======== Quelltext ========

Daneben ist jedoch von einer Gruppierung die Rede, die als „frühere Chassidim“ (Chassidim Rischonim/חסידים ראשונים) bezeichnet wird. Verschiedentlich berichten rabbinische Quellen von den besonderen Gewohnheiten dieser Frommen. Vor jedem Gebet sollen sie eine Stunde lang ihre Gedanken auf den Ewigen ausgerichtet haben. Selbst unter Lebensgefahr seien sie nicht bereit gewesen, ein einmal begonnenes Gebet abzubrechen (mBer V,1 mit bBer 32b; tBer III,20). Besonderen Wert hätten sie auf eine unbedingte Würdigung des Schabbat (bSchab 121b und 150b) und auf persönliche |19|Reinheit und Buße (bKer VI,3 mit tKer IV,4; tNed I,1 mit bNed 10a) gelegt. Auch in der Ausübung bestimmter wirtschaftlicher Aktivitäten (tPe’a III,8 [13]; bBQ 30a; bMen 40b) hätten sie überragende Sorgfalt walten lassen.

Aus all diesen Angaben wird jedoch nicht klar, ob es sich bei jenen Frommen um verschiedene Einzelpersonen, eine informell strukturierte Gruppierung oder gar (was jedoch eher unwahrscheinlich ist) um eine regelrechte Strömung gehandelt haben könnte.

Eine weitere Facette der Verwendung des Begriffes zeigt sich in der Kombination der Chassidim mit den sogenannten ‚Männern der Tat‘ (אנשי מעשה/Ansché Ma’assé). So bietet die Mischna zum Abschluss des Traktats Sota (mSota IX, 15) einen ebenso kurzen wie merkwürdigen ‚historischen‘ Abriss von Tätigkeiten, Personen oder Ereignissen, die zu einem bestimmten Zeitpunkt aufhörten oder verschwanden. In diesem Kontext findet sich die folgende Aussage:

Von dem [Zeitpunkt] an, da Rabbi Chaniná ben Dośá gestorben war, verschwanden die ‚Männer der Tat‘ [Ansché Ma’assé]. Von dem [Zeitpunkt] an, als Rabbi Josse Qatnutá gestorben war, verschwanden die Chassidim. Warum wurde sein Name Qatnutá genannt? Weil er der Kleinste [qatnuta] der Chassidim war. (mSota IX,15; vgl. jSota IX,15.24c)

========

▶ **Schriftliche Anweisung 1**: Geben Sie aus den Einträgen alles vom Anfang bis hinunter zur Zeile mit „129, 371, 213]]“ wortgetreu wieder, beide Enden eingeschlossen. Lassen Sie die Bilder in Ihrer Antwort weg.
Der Quelltext und die Einträge stehen in keinem Zusammenhang miteinander.

======== Aufgeführte Einträge ========

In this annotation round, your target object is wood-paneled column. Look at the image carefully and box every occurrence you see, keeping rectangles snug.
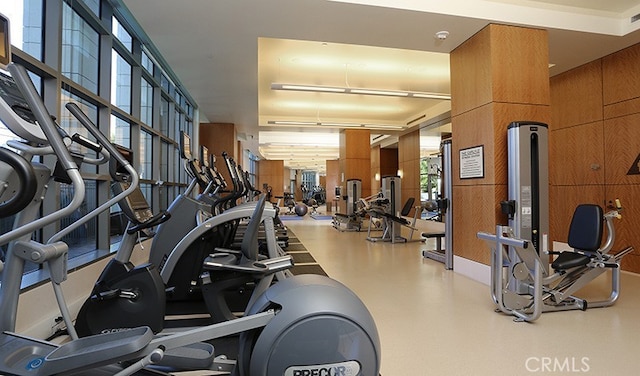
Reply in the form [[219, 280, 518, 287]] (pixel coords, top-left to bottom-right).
[[396, 130, 420, 216], [450, 24, 551, 264], [198, 123, 242, 184], [340, 129, 371, 213]]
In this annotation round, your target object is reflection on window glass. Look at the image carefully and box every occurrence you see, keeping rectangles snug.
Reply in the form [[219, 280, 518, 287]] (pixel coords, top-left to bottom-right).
[[140, 77, 153, 126], [160, 96, 169, 136], [62, 2, 100, 93], [60, 180, 98, 258], [138, 130, 153, 180], [111, 51, 131, 113], [109, 115, 131, 148], [111, 17, 133, 51], [160, 73, 170, 93], [59, 89, 98, 173], [160, 141, 170, 181], [83, 0, 100, 17], [141, 51, 153, 76], [173, 147, 185, 183], [0, 0, 42, 60], [172, 107, 180, 140]]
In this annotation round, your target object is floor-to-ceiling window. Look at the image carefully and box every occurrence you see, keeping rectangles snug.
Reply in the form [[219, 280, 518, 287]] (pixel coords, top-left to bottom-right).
[[0, 0, 197, 282]]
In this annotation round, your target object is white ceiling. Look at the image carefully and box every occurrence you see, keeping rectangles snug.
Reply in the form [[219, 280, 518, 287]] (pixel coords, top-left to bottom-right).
[[123, 0, 640, 170]]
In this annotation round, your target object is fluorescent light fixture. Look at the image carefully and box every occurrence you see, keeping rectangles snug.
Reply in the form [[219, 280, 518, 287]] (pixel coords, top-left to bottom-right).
[[362, 124, 404, 130], [271, 84, 345, 93], [267, 120, 404, 130], [267, 120, 322, 125], [320, 123, 362, 128], [271, 83, 451, 100], [349, 89, 409, 97]]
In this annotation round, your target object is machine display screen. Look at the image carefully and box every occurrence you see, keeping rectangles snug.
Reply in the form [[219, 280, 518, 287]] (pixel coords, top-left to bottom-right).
[[200, 145, 209, 167], [0, 14, 11, 69]]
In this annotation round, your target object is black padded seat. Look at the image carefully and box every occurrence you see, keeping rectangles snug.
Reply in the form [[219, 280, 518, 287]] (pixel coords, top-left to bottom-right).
[[551, 252, 591, 270], [400, 197, 416, 217], [567, 204, 604, 252], [551, 204, 603, 271]]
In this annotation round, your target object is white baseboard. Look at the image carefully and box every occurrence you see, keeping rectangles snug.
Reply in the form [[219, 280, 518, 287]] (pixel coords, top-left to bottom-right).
[[453, 255, 491, 286]]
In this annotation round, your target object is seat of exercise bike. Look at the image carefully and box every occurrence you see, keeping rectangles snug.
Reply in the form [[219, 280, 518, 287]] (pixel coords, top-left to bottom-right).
[[551, 252, 591, 271]]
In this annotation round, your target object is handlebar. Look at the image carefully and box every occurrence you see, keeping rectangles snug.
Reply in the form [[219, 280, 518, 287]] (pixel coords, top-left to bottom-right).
[[0, 147, 38, 218], [0, 63, 85, 245], [48, 103, 139, 243]]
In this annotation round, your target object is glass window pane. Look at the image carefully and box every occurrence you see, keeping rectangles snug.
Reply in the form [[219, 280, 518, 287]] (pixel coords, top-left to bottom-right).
[[141, 51, 153, 76], [60, 180, 98, 258], [160, 73, 170, 93], [160, 96, 169, 136], [140, 77, 153, 126], [0, 0, 42, 60], [109, 115, 131, 148], [60, 89, 98, 173], [160, 141, 171, 181], [139, 130, 153, 180], [111, 51, 131, 113], [111, 17, 133, 51], [173, 107, 180, 140], [62, 2, 100, 93], [140, 183, 153, 205], [83, 0, 100, 17]]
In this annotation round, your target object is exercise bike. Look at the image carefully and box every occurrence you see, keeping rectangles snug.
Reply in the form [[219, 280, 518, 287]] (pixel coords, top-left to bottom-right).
[[0, 17, 380, 376], [477, 200, 633, 322]]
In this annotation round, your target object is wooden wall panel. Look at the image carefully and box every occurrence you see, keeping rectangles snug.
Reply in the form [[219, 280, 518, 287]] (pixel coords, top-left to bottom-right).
[[602, 44, 640, 105], [453, 184, 507, 264], [550, 40, 640, 273], [605, 184, 640, 264], [371, 145, 382, 194], [450, 25, 551, 264], [489, 24, 550, 105], [400, 130, 420, 216], [198, 123, 239, 184], [604, 97, 640, 119], [380, 148, 398, 176], [258, 160, 284, 198], [340, 129, 372, 197], [449, 28, 492, 116], [549, 60, 603, 130], [549, 121, 605, 185], [451, 104, 496, 186], [604, 113, 640, 184]]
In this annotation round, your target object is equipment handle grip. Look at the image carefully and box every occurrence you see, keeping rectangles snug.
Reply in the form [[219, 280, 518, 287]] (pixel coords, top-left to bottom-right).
[[7, 63, 78, 170], [65, 102, 129, 166], [0, 147, 38, 218]]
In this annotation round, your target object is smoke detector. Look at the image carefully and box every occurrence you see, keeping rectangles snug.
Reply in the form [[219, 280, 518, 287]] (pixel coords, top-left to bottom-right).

========

▶ **Schriftliche Anweisung 2**: Wie lange sollen die „früheren Chassidim“ laut dem Quelltext vor jedem Gebet ihre Gedanken auf den Ewigen ausgerichtet haben?

▶ **Lösung 1**:
In this annotation round, your target object is wood-paneled column. Look at the image carefully and box every occurrence you see, keeping rectangles snug.
Reply in the form [[219, 280, 518, 287]] (pixel coords, top-left to bottom-right).
[[396, 130, 420, 216], [450, 24, 551, 264], [198, 123, 242, 184], [340, 129, 371, 213]]

▶ **Lösung 2**: Eine Stunde lang.